# The best bakery in Bristol



## electrogirl (Aug 27, 2006)

The Bread Store on Gloucester Road.
Honestly, it is amaaaazing. From the outside it looks pretty shabby, but it always has a queue so i thought that was a good sign. So I popped in and bought a brownie......the love began. It was the best brownie I had ever tasted. Next was the carrot  cake, again, the best carrot cake, ever! They have loads of different types of bread aswell, equally as lush. Has anyone else been and exprience the deliciousness of this place?


----------



## xenon (Aug 27, 2006)

I'm sorry to break it to you, but Greg's are evil in patisiry terms. Pure thilf. 

Well I just object to their belief that no sandwhich is complete with out mayonaise. You can't have it any other way. Sandwhich with mayonaise or no sandwhich. I'll take your word if their brownies are alright. But don't be suckered in.

Oh yeah. And the one on Nelson Street doesn't have a slicing machine. Even though they bake bread their. 


*must learn to not get so worked up about bakeries.*


----------



## Dru (Aug 27, 2006)

I like the Bread Store too, but I still think Herbert's in Montpellier is the best bakery in town. And you can buy fresh yeast from them if you need some. If I lived nearer, I might even get my bread from them instead of making my own...


----------



## electrogirl (Aug 27, 2006)

xenon_2 said:
			
		

> I'm sorry to break it to you, but Greg's are evil in patisiry terms. Pure thilf.
> 
> Well I just object to their belief that no sandwhich is complete with out mayonaise. You can't have it any other way. Sandwhich with mayonaise or no sandwhich. I'll take your word if their brownies are alright. But don't be suckered in.
> 
> ...


i'm not talking about greggs you oddball.


----------



## munkeeunit (Aug 27, 2006)

If you mean the one opposite the Prom, yeah, that's where I get my bread  

Once you go back to eating fresh bread, that sliced stuff just tastes and feel like some kind of rubber. And it's a myth / marketing con that pre-packaged sliced stuff lasts longer. If you stick your fresh bread in a plastic bag it stays fresh and soft (just like the rubbery stuff off the shelf in it's plastic bag).

Also try and do most of my shopping at Harvest and Scoopaway too.


----------



## electrogirl (Aug 27, 2006)

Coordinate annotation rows
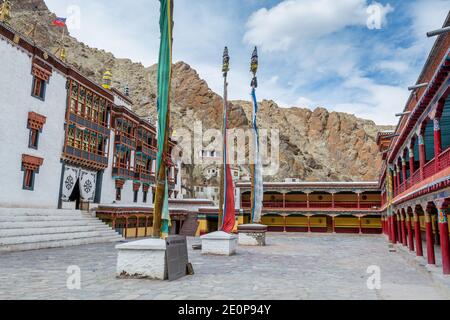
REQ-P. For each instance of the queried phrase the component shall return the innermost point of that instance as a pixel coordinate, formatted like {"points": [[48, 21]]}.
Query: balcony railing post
{"points": [[437, 142]]}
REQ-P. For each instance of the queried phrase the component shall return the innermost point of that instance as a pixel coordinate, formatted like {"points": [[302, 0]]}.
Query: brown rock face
{"points": [[314, 145]]}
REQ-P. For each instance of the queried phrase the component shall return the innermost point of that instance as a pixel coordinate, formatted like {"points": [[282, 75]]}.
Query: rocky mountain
{"points": [[314, 145]]}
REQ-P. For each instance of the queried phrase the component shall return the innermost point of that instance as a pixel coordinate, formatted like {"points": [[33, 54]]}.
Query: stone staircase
{"points": [[30, 229], [190, 225]]}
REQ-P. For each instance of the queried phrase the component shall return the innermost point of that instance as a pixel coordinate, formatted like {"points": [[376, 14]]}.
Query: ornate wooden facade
{"points": [[416, 173]]}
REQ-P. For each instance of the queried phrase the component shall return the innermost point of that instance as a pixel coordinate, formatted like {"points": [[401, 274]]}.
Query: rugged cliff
{"points": [[314, 145]]}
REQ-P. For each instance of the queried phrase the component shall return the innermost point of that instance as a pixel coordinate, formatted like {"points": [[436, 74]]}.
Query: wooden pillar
{"points": [[418, 235], [404, 169], [146, 226], [360, 225], [307, 200], [332, 201], [334, 223], [394, 228], [403, 225], [443, 231], [430, 241], [411, 161], [137, 226], [422, 155], [437, 142], [409, 230], [399, 228], [359, 200]]}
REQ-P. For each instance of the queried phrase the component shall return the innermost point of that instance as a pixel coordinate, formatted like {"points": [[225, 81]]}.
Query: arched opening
{"points": [[346, 199], [428, 137], [296, 199], [370, 200], [406, 157], [400, 170], [445, 125], [320, 199], [415, 146], [273, 199], [246, 199]]}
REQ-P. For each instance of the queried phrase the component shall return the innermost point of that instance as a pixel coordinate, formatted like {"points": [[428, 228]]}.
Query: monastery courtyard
{"points": [[292, 266]]}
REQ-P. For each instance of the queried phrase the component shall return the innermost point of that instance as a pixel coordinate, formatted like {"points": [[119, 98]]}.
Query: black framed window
{"points": [[39, 87], [28, 179], [144, 198], [33, 140]]}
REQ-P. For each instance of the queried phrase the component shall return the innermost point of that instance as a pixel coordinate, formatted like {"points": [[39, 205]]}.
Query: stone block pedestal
{"points": [[219, 243], [142, 259], [252, 234]]}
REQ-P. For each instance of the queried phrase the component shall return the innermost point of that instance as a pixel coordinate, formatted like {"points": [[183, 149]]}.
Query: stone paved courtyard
{"points": [[292, 266]]}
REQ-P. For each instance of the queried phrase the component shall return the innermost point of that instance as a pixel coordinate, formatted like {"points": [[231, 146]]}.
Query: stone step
{"points": [[23, 218], [48, 224], [54, 237], [59, 243], [27, 211], [17, 232]]}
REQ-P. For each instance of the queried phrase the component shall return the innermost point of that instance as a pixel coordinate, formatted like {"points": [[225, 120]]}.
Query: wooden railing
{"points": [[429, 170], [316, 205]]}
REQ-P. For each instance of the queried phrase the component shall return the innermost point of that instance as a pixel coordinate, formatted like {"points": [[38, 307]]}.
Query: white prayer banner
{"points": [[71, 175], [88, 181]]}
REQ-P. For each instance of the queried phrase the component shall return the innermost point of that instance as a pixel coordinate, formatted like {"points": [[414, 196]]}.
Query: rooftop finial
{"points": [[254, 68], [107, 79], [226, 62], [5, 11]]}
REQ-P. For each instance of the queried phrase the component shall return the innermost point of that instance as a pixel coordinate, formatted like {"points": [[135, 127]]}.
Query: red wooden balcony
{"points": [[429, 170], [317, 205]]}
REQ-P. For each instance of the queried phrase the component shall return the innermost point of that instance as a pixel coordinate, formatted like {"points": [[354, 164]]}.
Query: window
{"points": [[28, 179], [33, 139], [30, 166], [145, 194], [38, 88]]}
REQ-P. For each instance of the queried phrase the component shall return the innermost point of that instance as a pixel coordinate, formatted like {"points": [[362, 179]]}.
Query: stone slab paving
{"points": [[292, 266]]}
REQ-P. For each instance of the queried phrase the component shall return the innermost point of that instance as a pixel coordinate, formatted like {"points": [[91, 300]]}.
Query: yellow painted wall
{"points": [[346, 222], [368, 223], [202, 227]]}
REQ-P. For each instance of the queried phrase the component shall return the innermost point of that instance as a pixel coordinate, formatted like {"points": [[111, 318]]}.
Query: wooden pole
{"points": [[162, 172], [222, 171]]}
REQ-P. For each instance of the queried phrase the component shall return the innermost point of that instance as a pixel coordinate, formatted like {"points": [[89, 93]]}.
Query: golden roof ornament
{"points": [[226, 62], [107, 79], [5, 11], [254, 68]]}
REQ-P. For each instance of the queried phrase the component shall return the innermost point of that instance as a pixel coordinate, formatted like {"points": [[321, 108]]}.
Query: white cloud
{"points": [[281, 27]]}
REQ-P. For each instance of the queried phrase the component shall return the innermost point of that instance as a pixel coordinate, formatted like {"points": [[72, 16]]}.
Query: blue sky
{"points": [[312, 52]]}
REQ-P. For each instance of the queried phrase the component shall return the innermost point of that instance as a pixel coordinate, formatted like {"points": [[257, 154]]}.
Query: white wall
{"points": [[108, 196], [15, 103]]}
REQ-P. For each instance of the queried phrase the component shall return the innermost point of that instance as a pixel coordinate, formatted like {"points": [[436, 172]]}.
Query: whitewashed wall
{"points": [[109, 185], [15, 103]]}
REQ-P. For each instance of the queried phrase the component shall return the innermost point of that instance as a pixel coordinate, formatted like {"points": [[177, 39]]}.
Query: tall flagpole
{"points": [[222, 190], [256, 166], [161, 217]]}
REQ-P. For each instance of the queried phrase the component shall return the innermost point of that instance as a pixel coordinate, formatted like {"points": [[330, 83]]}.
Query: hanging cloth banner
{"points": [[161, 210], [166, 223], [88, 181], [258, 177], [70, 178]]}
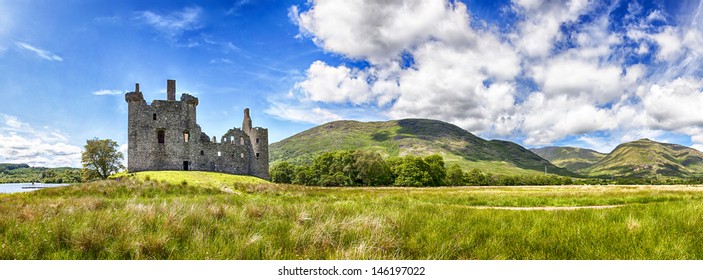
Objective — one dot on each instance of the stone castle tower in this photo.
(164, 135)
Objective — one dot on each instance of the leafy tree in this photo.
(371, 169)
(334, 168)
(304, 176)
(100, 159)
(435, 169)
(411, 171)
(283, 172)
(455, 176)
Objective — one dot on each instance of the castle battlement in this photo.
(164, 135)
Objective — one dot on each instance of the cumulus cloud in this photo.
(39, 52)
(674, 105)
(108, 92)
(560, 71)
(304, 114)
(173, 24)
(22, 143)
(543, 19)
(381, 30)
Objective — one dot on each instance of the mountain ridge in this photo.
(413, 137)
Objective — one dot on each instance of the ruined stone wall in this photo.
(165, 136)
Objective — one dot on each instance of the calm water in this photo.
(11, 188)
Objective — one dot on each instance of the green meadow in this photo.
(200, 215)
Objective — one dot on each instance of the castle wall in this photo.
(158, 141)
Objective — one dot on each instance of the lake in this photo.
(18, 187)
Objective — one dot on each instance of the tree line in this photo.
(367, 168)
(26, 174)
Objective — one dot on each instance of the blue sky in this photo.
(580, 73)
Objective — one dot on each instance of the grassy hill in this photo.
(573, 159)
(646, 158)
(151, 219)
(412, 137)
(23, 173)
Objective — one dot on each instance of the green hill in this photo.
(23, 173)
(412, 137)
(645, 158)
(573, 159)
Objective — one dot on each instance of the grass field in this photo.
(237, 218)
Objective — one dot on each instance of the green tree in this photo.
(283, 172)
(304, 176)
(455, 176)
(411, 171)
(371, 169)
(100, 159)
(435, 169)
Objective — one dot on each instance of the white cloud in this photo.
(314, 115)
(108, 92)
(427, 59)
(575, 77)
(39, 52)
(335, 84)
(459, 74)
(674, 105)
(541, 26)
(22, 143)
(173, 24)
(379, 31)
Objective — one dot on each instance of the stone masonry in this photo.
(164, 135)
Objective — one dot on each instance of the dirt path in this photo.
(546, 208)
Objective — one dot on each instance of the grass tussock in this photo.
(135, 218)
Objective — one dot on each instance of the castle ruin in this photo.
(164, 135)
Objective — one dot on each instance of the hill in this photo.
(413, 137)
(573, 159)
(645, 158)
(23, 173)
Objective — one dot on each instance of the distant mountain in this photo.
(573, 159)
(413, 137)
(23, 173)
(645, 158)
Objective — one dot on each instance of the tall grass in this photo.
(140, 219)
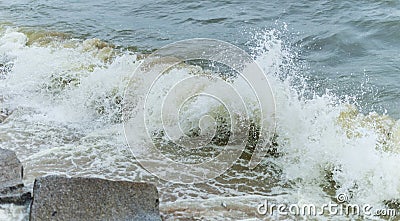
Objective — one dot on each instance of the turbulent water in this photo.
(333, 68)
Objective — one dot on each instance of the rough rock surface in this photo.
(11, 171)
(61, 198)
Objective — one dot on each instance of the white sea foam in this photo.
(66, 113)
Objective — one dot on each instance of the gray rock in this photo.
(61, 198)
(18, 197)
(11, 172)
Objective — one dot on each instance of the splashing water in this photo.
(61, 102)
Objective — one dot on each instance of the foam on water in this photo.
(64, 96)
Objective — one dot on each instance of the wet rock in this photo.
(11, 172)
(20, 196)
(61, 198)
(11, 186)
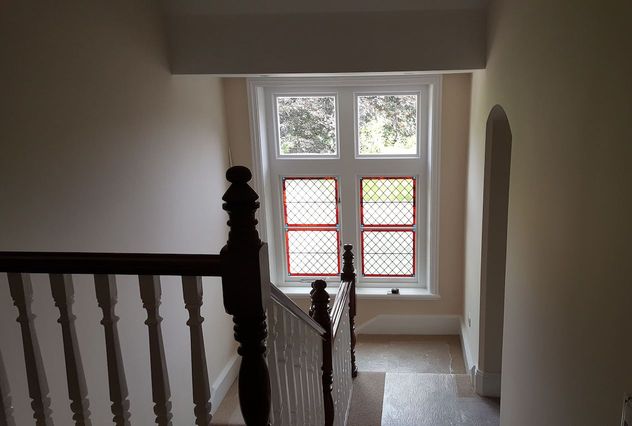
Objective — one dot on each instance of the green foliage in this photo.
(307, 125)
(391, 190)
(387, 124)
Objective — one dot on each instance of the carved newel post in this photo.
(246, 288)
(320, 312)
(348, 274)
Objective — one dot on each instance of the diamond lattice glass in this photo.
(310, 207)
(388, 253)
(388, 201)
(310, 201)
(312, 252)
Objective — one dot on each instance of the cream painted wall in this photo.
(454, 133)
(102, 149)
(561, 70)
(320, 41)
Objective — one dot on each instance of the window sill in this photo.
(379, 293)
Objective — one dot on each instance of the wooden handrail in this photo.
(202, 265)
(288, 304)
(341, 300)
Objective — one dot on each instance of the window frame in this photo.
(263, 91)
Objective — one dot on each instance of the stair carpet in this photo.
(404, 381)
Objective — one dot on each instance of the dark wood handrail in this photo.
(203, 265)
(294, 309)
(341, 300)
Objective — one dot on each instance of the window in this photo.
(348, 160)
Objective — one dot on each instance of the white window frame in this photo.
(269, 166)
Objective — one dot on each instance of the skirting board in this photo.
(224, 381)
(487, 384)
(467, 352)
(412, 324)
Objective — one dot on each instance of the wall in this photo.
(102, 149)
(561, 72)
(454, 134)
(321, 41)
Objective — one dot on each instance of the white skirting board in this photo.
(487, 384)
(412, 324)
(224, 381)
(467, 352)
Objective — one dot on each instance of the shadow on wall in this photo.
(493, 251)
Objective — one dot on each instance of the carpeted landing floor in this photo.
(404, 381)
(415, 381)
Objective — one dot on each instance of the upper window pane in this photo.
(307, 125)
(387, 124)
(387, 201)
(310, 201)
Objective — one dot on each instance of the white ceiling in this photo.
(257, 7)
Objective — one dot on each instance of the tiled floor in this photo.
(425, 381)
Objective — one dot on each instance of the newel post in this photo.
(348, 274)
(320, 312)
(246, 289)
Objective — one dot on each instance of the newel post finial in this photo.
(246, 289)
(348, 274)
(241, 204)
(319, 311)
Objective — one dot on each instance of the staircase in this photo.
(296, 369)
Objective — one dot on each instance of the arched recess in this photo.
(493, 251)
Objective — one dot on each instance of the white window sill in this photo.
(380, 293)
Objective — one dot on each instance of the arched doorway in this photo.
(493, 251)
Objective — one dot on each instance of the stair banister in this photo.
(246, 290)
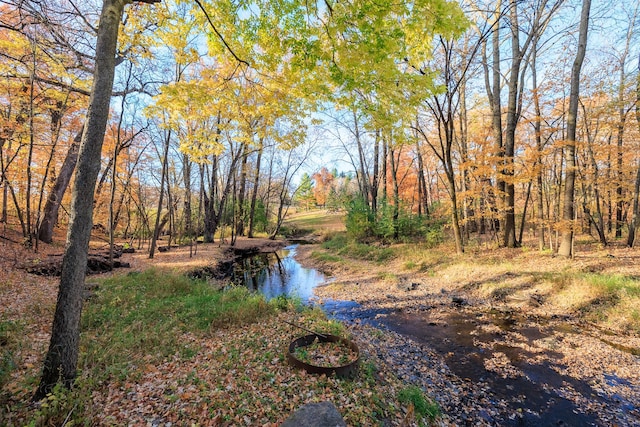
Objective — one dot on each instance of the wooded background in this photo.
(439, 111)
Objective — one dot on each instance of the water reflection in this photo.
(278, 273)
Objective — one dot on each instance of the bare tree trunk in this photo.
(187, 214)
(375, 179)
(254, 192)
(61, 361)
(241, 191)
(537, 126)
(568, 211)
(163, 178)
(52, 205)
(636, 191)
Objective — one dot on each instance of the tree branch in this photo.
(237, 58)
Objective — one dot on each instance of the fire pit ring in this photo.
(347, 370)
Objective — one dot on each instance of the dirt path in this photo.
(488, 363)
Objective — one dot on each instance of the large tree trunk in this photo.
(52, 205)
(187, 213)
(61, 361)
(254, 192)
(636, 191)
(568, 211)
(163, 179)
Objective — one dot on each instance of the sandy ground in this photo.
(538, 363)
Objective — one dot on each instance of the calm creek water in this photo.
(278, 273)
(456, 340)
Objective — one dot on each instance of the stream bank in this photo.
(487, 362)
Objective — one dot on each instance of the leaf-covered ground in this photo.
(226, 376)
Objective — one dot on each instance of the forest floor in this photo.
(494, 336)
(498, 336)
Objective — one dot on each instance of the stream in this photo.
(519, 360)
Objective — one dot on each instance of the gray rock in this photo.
(323, 414)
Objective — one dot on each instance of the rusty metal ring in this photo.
(347, 370)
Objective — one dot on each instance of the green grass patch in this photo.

__Requirements__:
(a) Copy the bakery thread from "i'm not talking" to "and Scoopaway too.", substituting "paper bag" for "plastic bag" throughout.
(b) Continue the thread about Bristol bakeries from the point where it stops.
The rows have no connection to the bakery thread.

__Results__:
(a)
i'm not talking about greggs you oddball.


----------



## munkeeunit (Aug 27, 2006)

If you mean the one opposite the Prom, yeah, that's where I get my bread  

Once you go back to eating fresh bread, that sliced stuff just tastes and feel like some kind of rubber. And it's a myth / marketing con that pre-packaged sliced stuff lasts longer. If you stick your fresh bread in a paper bag it stays fresh and soft (just like the rubbery stuff off the shelf in it's paper bag).

Also try and do most of my shopping at Harvest and Scoopaway too.

(b)
munkeeunit said:
			
		

> If you mean the one opposite the Prom, yeah, that's where I get my bread
> 
> Once you go back to eating fresh bread, that sliced stuff just tastes and feel like some kind of rubber. And it's a myth / marketing con that pre-packaged sliced stuff lasts longer. If you stick your fresh bread in a plastic bag it stays fresh and soft (just like the rubbery stuff off the shelf in it's plastic bag).
> 
> Also try and do most of my shopping at Harvest and Scoopaway too.



Yeah that's the one, it's yummy. Although I have to say the ladies in there aren't too friendly.  

Scoopaway is legendary too. Ah the beauty of Gloucester road, I knew there was a reason I moved from Whiteladies... (other than money issues obviously )


----------



## astral (Aug 29, 2006)

munkeeunit said:
			
		

> If you mean the one opposite the Prom, yeah, that's where I get my bread



I get most of my bread there as well, if I can't be bothered to make my own, but there's another smallish bakery up opposite the Co-op, on the same stretch of road that has Dave Giles butchers, that does some ok stuff.


----------



## xenon (Aug 29, 2006)

electrogirl said:
			
		

> i'm not talking about greggs you oddball.





I'm not sure what happened. Erm. i think I was feeling a little tired and emotional and not reading the threads properly.

Shit.
I wonder where else I posted that night.


----------



## la ressistance (Aug 29, 2006)

electrogirl said:
			
		

> The Bread Store on Gloucester Road.
> Honestly, it is amaaaazing. From the outside it looks pretty shabby, but it always has a queue so i thought that was a good sign. So I popped in and bought a brownie......the love began. It was the best brownie I had ever tasted. Next was the carrot  cake, again, the best carrot cake, ever! They have loads of different types of bread aswell, equally as lush. Has anyone else been and exprience the deliciousness of this place?




i was working by there today,and the queue was HUGE! my mate bought a pasty and said it was very good.


----------



## Cakes (Aug 30, 2006)

Another vote for the Bread Store!

Got there too late today and couldn't get anything brown though  was forced to buy two pizzas and banana cakes instead.

I love the bread sculptures they make too!


----------



## Gerry1time (Aug 30, 2006)

yeah, breadstore all the way for me too, herbert's is alright, but breadstore's better i reckon. Cuter staff generally too..

If only the pasta factory was still there selling its awesome houmous, a trip there then a french stick from the bread store was a dily staple of mine for a while.


----------



## kalidarkone (Aug 30, 2006)

Gerry1time said:
			
		

> If only the pasta factory was still there selling its awesome houmous, a trip there then a french stick from the bread store was a dily staple of mine for a while.




I miss the pasta factory


----------



## bristol_citizen (Aug 30, 2006)

The best bakery around is probably Hobbs House Bakery. It's a bit of a trek as they're based at Chipping Sodbury.
But you can get their bread at The Better Food Company, Fresh and Wild, The Sweetmart and Chandos Deli. 
Check it out.


----------



## big eejit (Sep 29, 2006)

I'd agree with The Bread Store and Herbert's as the best for bread. But for pasties there is only one winner - Joe's Bakery up the Glos Road near the prison. Proper pasties. Mmmm.


----------



## Serotonin (Sep 29, 2006)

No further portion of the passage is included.